* [The records]
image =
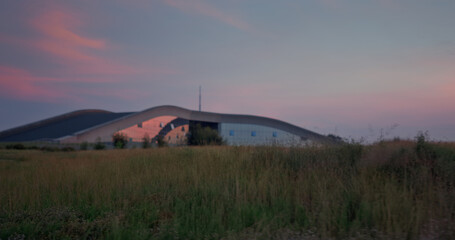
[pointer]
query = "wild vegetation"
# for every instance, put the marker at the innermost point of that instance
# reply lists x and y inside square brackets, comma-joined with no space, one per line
[397,189]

* [Problem requirements]
Return every entry exactly, dropping the pictures.

* [Result of the task]
image =
[pointer]
query = "wild vegetation"
# for every instance, put the marker at the innermost point of that instance
# reply lists x and y inside square brackets, comma-joined with no space, one per line
[397,189]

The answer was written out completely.